### [Fragmento seleccionado]
-------
11 PM | 09 Ene

AUTOPSIA DEL ALMA

“Érase una vez en Anatolia”: Autopsia del alma

El turco Nuri Bilge Ceylan nos deja una obra para cinéfilos, con una factura llena de símbolos, de aparentes trivialidades y una vistosidad hipnótica. “Érase una vez en Anatolia” es una película muy personal, ardua y difícil de ver.

Una comitiva encabezada por un fiscal, un médico forense y un comisario de policía recorre la estepa de Anatolia en busca de un cadáver en paradero desconocido. En la investigación les conduce, a la fuerza y sin mucha colaboración, su asesino. Será un viaje de búsqueda en el misterio del pasado, mientras la luz trata de hacerse paso en la oscuridad de la noche y la verdad emerge intentando superar el dolor y la culpa. En “Érase una vez en Anatolia” (ver tráiler), Nuri Bilge Ceylan se sirve de una trama mínima para hacer su particular indagación de la condición humana, y dejar una película muy personal que obtuvo el Premio del Jurado en el Festival de Cannes.
-------
¿Puedes volver a escribir el fragmento de la reseña que empieza con "Una comitiva encabezada" y sigue hasta "Festival de Cannes.", reemplazando "estepa" por "llanura"?

### [Material proporcionado]
-------
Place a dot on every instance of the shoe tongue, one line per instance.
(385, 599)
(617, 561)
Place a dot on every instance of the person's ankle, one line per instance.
-------
### [Espacio de respuesta]
Una comitiva encabezada por un fiscal, un médico forense y un comisario de policía recorre la llanura de Anatolia en busca de un cadáver en paradero desconocido. En la investigación les conduce, a la fuerza y sin mucha colaboración, su asesino. Será un viaje de búsqueda en el misterio del pasado, mientras la luz trata de hacerse paso en la oscuridad de la noche y la verdad emerge intentando superar el dolor y la culpa. En “Érase una vez en Anatolia” (ver tráiler), Nuri Bilge Ceylan se sirve de una trama mínima para hacer su particular indagación de la condición humana, y dejar una película muy personal que obtuvo el Premio del Jurado en el Festival de Cannes.